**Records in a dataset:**
__________

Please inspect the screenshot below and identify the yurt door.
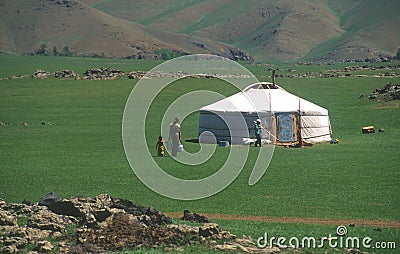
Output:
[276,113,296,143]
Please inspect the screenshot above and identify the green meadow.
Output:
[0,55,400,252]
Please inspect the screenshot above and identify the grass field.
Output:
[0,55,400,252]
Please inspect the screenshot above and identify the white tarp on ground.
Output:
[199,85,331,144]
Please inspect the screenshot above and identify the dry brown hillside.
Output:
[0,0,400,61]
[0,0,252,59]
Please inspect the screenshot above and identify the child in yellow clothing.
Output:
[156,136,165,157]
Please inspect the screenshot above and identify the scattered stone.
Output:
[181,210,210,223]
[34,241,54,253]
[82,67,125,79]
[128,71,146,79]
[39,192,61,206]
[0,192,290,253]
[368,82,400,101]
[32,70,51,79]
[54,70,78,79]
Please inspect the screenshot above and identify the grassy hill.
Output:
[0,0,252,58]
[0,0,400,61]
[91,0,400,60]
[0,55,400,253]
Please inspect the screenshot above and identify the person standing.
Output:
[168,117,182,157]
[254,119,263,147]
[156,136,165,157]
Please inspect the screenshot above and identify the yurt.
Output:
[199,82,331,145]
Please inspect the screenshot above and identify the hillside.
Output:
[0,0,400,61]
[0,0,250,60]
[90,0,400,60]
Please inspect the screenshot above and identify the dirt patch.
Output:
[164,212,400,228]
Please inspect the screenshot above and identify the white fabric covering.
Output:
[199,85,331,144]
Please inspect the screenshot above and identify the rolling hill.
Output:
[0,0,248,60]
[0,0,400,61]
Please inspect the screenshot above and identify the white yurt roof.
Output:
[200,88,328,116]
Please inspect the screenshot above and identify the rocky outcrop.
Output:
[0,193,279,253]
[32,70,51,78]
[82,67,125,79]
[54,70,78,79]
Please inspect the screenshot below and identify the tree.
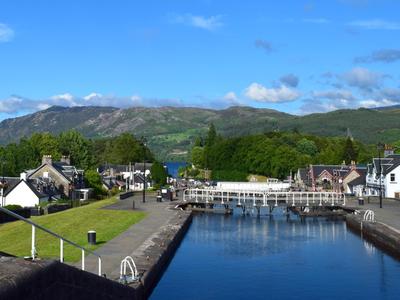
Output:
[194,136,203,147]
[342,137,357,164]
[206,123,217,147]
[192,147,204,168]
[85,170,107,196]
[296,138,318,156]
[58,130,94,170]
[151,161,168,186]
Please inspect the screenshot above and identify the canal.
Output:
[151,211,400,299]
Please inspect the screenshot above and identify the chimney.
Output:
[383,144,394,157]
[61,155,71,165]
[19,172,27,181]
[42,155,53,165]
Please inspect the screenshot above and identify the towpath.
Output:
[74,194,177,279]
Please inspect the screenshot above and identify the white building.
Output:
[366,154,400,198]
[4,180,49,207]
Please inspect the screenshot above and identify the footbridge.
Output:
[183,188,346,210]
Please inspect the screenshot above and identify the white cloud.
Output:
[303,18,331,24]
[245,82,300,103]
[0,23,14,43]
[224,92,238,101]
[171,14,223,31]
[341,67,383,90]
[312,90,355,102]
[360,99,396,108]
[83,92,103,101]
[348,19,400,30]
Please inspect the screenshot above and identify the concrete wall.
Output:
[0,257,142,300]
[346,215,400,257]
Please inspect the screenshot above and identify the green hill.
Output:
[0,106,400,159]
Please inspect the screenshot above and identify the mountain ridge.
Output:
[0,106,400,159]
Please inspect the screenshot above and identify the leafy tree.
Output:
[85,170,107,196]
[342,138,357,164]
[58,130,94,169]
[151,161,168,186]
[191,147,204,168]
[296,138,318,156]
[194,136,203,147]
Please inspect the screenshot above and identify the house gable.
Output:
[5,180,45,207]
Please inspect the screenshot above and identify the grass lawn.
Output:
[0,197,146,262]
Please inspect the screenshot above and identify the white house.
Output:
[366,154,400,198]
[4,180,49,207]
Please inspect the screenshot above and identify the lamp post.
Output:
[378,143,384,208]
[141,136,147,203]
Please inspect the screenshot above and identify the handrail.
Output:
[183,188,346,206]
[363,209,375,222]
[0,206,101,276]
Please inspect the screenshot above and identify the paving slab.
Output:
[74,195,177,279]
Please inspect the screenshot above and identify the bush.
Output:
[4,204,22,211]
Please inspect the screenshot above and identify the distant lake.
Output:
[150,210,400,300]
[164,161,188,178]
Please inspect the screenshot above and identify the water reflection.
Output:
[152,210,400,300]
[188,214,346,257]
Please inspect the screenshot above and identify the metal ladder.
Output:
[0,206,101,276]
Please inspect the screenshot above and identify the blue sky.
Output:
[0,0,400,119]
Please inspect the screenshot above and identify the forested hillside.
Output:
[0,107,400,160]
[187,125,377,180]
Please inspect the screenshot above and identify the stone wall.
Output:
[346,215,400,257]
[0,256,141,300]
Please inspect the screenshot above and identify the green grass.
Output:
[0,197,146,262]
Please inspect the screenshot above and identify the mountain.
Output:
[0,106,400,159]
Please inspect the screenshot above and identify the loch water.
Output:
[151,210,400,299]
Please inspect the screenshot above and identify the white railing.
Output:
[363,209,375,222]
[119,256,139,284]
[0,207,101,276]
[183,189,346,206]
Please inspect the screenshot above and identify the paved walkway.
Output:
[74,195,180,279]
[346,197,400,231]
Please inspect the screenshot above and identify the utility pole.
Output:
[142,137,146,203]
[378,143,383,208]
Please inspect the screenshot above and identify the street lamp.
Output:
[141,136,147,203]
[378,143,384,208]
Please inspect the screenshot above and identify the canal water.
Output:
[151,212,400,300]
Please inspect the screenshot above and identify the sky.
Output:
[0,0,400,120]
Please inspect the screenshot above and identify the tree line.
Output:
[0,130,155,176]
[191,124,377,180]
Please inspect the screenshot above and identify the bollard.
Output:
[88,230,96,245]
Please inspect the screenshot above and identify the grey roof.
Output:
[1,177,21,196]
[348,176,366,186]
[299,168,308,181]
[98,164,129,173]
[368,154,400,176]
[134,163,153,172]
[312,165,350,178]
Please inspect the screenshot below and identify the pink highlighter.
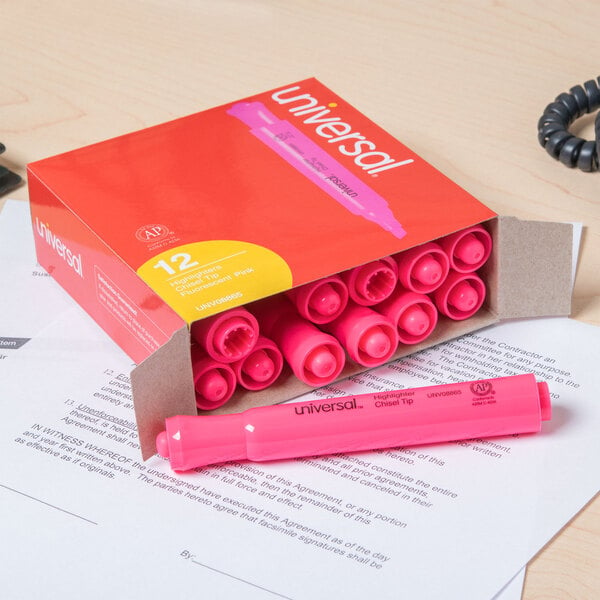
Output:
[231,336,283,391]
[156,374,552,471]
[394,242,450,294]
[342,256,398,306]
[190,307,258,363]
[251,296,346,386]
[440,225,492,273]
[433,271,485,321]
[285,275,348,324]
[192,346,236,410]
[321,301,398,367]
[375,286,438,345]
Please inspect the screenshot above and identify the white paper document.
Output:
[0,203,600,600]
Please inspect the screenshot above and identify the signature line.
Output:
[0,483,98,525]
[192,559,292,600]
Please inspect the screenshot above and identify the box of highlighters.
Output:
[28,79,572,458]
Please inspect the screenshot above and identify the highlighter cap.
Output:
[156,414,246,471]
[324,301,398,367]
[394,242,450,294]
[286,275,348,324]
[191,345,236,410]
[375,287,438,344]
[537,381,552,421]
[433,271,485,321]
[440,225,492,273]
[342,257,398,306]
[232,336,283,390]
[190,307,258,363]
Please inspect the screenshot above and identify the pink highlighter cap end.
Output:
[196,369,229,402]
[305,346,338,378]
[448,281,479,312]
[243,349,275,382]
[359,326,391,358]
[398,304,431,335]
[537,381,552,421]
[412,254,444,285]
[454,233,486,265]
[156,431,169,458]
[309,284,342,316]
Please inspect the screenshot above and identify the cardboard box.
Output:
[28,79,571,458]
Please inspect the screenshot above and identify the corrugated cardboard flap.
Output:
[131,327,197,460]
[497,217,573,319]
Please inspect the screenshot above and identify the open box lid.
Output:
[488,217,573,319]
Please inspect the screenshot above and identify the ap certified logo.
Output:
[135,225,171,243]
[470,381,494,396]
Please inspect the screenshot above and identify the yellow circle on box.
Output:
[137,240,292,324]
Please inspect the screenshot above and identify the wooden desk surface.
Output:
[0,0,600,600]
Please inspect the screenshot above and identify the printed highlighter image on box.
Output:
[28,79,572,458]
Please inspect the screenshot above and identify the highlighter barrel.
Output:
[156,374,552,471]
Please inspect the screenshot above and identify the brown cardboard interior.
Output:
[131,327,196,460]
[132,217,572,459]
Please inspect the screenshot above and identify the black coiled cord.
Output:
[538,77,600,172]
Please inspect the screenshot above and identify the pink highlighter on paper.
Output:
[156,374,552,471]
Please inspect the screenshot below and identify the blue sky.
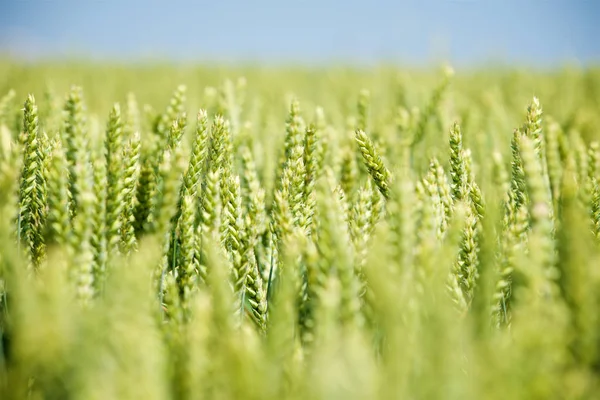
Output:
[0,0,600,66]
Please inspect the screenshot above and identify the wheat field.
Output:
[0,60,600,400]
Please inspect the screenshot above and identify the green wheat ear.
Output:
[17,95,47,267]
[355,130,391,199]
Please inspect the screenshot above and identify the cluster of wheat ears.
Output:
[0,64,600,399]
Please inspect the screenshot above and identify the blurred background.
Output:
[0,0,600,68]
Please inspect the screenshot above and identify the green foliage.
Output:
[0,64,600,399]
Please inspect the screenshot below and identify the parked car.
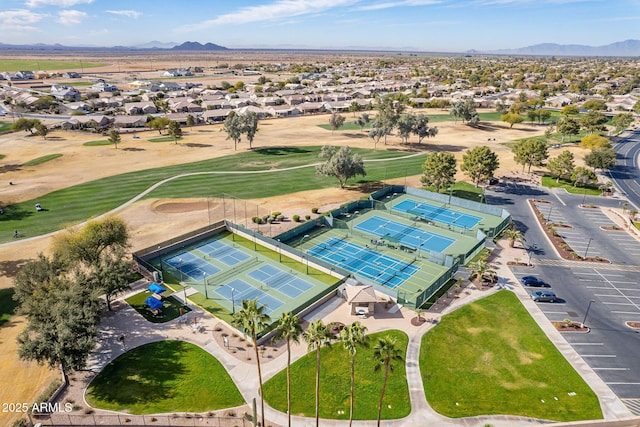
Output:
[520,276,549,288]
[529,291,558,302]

__________

**Given request:** Show every line of the data above that contains the string "field".

**The reply:**
Please inspect the screenshot above and identify the grass field.
Please inspect the screenshot above and identify the wheat field.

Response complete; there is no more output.